* Work request *
Output exactly the span of lines beginning with the one that holds "vertical stabilizer in the photo above." and ending with the last line of the data below.

[Referring expression pointing data]
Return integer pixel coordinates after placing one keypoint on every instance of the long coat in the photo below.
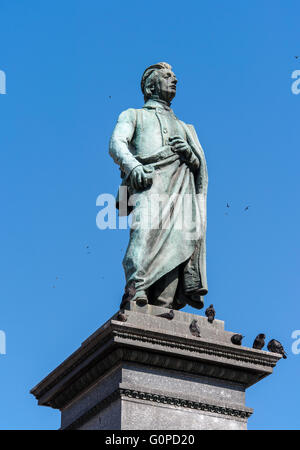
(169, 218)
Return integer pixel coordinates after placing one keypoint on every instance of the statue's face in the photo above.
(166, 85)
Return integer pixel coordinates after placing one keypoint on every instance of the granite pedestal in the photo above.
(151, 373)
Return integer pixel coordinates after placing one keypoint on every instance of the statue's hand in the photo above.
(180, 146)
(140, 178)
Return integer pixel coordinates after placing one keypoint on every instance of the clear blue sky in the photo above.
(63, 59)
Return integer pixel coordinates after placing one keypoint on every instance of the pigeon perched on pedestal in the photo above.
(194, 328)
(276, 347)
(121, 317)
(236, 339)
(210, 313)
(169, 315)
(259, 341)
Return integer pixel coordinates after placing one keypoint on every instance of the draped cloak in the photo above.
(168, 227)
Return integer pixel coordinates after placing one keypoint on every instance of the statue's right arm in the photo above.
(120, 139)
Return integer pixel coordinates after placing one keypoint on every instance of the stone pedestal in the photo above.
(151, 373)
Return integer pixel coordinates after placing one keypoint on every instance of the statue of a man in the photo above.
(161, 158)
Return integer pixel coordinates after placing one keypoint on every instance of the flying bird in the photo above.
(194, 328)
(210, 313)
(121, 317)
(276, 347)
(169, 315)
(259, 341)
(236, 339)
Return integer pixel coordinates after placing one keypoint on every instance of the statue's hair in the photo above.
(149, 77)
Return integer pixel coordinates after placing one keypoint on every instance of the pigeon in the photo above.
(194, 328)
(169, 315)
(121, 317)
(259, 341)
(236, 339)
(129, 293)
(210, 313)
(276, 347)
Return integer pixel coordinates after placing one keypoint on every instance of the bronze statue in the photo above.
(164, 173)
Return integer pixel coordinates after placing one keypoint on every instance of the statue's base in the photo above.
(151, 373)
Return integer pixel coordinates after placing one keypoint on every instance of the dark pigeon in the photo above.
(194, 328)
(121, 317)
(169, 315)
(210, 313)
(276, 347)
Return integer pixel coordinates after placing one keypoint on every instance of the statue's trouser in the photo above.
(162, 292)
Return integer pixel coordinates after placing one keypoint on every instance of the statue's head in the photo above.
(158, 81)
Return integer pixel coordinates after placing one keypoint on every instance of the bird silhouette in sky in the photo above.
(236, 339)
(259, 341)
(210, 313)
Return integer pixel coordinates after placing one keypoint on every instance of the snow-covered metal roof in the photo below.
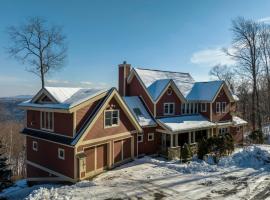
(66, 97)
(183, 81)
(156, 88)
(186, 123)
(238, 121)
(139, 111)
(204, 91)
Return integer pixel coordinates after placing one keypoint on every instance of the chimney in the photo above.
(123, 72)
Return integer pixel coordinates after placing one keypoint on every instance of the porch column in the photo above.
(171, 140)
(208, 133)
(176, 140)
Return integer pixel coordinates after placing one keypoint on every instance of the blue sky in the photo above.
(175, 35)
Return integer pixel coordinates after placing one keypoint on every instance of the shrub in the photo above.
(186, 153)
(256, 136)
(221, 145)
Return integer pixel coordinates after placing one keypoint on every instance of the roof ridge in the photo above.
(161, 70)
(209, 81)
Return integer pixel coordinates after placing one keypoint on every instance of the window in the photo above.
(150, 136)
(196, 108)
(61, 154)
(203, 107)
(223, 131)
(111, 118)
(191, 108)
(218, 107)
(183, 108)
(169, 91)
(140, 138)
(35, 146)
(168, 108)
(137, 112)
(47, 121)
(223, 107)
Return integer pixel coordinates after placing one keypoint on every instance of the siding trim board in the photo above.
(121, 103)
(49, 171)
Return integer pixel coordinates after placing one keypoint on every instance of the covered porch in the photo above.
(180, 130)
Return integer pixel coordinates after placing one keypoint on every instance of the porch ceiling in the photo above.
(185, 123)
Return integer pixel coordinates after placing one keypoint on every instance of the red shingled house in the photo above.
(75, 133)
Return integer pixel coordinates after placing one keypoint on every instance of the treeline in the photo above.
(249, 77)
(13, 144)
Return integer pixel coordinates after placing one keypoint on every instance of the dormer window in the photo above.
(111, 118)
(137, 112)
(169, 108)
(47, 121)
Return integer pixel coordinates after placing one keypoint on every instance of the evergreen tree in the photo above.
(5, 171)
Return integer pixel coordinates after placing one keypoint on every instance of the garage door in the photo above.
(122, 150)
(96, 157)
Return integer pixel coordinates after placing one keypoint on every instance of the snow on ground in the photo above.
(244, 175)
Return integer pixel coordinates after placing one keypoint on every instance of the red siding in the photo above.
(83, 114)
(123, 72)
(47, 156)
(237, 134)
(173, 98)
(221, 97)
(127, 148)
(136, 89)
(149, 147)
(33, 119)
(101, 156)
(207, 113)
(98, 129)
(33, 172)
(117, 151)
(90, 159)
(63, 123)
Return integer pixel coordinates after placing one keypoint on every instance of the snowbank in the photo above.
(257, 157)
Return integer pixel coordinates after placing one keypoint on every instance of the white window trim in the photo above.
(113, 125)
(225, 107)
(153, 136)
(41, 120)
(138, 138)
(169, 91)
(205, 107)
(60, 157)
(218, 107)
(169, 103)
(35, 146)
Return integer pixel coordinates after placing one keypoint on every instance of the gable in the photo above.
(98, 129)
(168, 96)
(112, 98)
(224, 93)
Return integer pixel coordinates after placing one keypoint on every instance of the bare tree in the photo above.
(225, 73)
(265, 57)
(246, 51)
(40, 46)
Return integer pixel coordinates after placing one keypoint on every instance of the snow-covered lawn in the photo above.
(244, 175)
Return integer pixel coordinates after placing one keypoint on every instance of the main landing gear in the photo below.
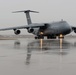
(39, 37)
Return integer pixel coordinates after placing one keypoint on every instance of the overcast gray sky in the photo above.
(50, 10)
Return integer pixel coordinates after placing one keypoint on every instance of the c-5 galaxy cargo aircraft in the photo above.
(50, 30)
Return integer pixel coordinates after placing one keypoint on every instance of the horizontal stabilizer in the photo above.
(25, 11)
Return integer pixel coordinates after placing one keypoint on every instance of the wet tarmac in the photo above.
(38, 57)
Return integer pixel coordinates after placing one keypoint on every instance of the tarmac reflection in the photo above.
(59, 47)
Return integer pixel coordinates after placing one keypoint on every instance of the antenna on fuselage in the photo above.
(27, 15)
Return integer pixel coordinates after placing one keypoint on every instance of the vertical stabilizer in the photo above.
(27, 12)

* Exercise result *
Return integer pixel coordinates after placing one keypoint on every instance of the vertical stabilizer in the photo above.
(27, 12)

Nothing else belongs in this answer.